# INPUT RECORDS

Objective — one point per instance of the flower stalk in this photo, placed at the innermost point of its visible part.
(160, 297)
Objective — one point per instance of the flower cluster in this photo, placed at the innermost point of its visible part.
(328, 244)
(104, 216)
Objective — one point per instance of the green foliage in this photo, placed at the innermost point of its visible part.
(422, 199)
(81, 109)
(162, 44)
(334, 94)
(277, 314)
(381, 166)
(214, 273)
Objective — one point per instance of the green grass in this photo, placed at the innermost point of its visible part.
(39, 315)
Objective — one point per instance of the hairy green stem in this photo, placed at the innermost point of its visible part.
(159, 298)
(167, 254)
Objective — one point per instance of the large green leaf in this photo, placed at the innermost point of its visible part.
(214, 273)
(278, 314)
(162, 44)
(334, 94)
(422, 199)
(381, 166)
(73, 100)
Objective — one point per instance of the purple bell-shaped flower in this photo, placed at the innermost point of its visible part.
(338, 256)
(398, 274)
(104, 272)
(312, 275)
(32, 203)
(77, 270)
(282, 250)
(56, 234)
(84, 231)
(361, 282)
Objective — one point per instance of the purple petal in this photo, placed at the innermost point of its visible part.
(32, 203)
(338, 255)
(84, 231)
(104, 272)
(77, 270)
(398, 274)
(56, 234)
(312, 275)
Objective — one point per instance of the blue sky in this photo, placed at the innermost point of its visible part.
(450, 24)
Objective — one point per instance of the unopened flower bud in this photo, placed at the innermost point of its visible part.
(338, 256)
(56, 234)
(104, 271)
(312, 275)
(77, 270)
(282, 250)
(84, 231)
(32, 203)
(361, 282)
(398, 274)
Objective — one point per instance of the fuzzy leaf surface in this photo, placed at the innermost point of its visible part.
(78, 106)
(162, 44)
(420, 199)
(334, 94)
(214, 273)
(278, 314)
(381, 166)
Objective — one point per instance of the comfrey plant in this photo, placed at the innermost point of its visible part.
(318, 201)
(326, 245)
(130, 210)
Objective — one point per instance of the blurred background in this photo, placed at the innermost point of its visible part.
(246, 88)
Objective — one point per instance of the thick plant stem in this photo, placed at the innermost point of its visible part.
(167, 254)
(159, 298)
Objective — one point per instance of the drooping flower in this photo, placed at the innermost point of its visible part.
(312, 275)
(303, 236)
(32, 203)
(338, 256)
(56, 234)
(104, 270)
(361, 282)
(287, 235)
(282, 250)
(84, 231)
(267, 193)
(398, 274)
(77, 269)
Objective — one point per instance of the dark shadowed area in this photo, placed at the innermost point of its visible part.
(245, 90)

==

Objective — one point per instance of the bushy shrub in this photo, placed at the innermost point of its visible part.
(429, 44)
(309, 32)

# EXERCISE DESCRIPTION
How many lines in the items above contain the string "plant", with case counting? Reply with the number only.

# RESPONSE TO THE EXERCISE
2